## PROMPT
Rewrite the records below with "top-left corner" changed to "upper-left corner" each time it appears. Keep everything else the same.

--- BEGIN INFORMATION SUPPLIED ---

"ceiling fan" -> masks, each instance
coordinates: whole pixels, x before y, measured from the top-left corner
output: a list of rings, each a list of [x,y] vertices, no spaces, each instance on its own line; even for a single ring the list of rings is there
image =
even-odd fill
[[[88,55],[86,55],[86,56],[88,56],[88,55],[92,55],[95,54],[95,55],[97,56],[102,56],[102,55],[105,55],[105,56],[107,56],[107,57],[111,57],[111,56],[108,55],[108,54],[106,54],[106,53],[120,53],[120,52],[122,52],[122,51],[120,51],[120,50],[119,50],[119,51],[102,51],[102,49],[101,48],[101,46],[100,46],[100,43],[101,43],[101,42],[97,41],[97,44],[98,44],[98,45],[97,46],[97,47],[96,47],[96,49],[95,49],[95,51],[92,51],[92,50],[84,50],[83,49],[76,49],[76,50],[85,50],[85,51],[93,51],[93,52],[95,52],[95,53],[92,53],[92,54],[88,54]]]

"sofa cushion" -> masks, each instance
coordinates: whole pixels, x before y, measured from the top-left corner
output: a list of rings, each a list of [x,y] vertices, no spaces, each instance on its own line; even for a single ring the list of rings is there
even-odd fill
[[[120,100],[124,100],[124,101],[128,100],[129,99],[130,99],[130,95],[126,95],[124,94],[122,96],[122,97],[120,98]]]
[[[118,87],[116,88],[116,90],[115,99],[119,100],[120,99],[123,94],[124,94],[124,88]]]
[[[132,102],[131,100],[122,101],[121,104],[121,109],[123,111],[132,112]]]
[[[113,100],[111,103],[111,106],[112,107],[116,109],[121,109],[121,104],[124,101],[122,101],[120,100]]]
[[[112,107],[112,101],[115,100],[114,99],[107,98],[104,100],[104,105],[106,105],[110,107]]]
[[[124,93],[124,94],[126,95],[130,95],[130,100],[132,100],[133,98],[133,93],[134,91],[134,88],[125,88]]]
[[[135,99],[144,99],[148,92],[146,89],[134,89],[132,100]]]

--- END INFORMATION SUPPLIED ---

## SOLUTION
"ceiling fan" -> masks, each instance
coordinates: whole pixels, x before y, measured from the upper-left corner
output: a list of rings, each a list of [x,y] vertices, no spaces, each instance on its own line; even for a single ring the list of rings is there
image =
even-odd fill
[[[88,55],[86,55],[86,56],[88,56],[88,55],[92,55],[95,54],[95,55],[97,56],[102,56],[102,55],[105,55],[105,56],[107,56],[107,57],[111,57],[111,56],[108,55],[108,54],[106,54],[106,53],[120,53],[120,52],[122,52],[122,51],[120,51],[120,50],[119,50],[119,51],[102,51],[102,49],[101,48],[101,46],[100,46],[100,43],[101,43],[101,42],[97,41],[97,44],[98,44],[98,45],[97,46],[97,47],[96,47],[96,49],[95,49],[95,51],[92,51],[92,50],[84,50],[83,49],[76,49],[76,50],[85,50],[85,51],[93,51],[93,52],[95,52],[95,53],[92,53],[92,54],[88,54]]]

"sofa cushion" -> masks, each instance
coordinates: whole pixels, x before y, measured from the upper-left corner
output: a list of rings, each a list of [x,y] vertices, no spaces, each instance on its own line; even for a single ring the list of rings is there
even-odd fill
[[[120,100],[124,100],[124,101],[128,100],[129,99],[130,99],[130,95],[126,95],[124,94],[122,96],[122,97],[120,98]]]
[[[118,87],[116,88],[116,90],[115,99],[119,100],[120,99],[123,94],[124,94],[124,88]]]
[[[132,102],[131,100],[122,101],[121,104],[121,109],[123,111],[132,112]]]
[[[113,100],[111,103],[111,106],[112,107],[116,109],[121,109],[121,104],[124,101],[122,101],[120,100]]]
[[[112,107],[112,101],[115,100],[114,99],[107,98],[104,100],[104,105],[106,105],[110,107]]]
[[[124,93],[124,94],[126,95],[130,95],[130,100],[132,100],[133,98],[133,93],[134,91],[134,88],[125,88]]]
[[[135,99],[144,99],[148,92],[146,89],[134,89],[132,100]]]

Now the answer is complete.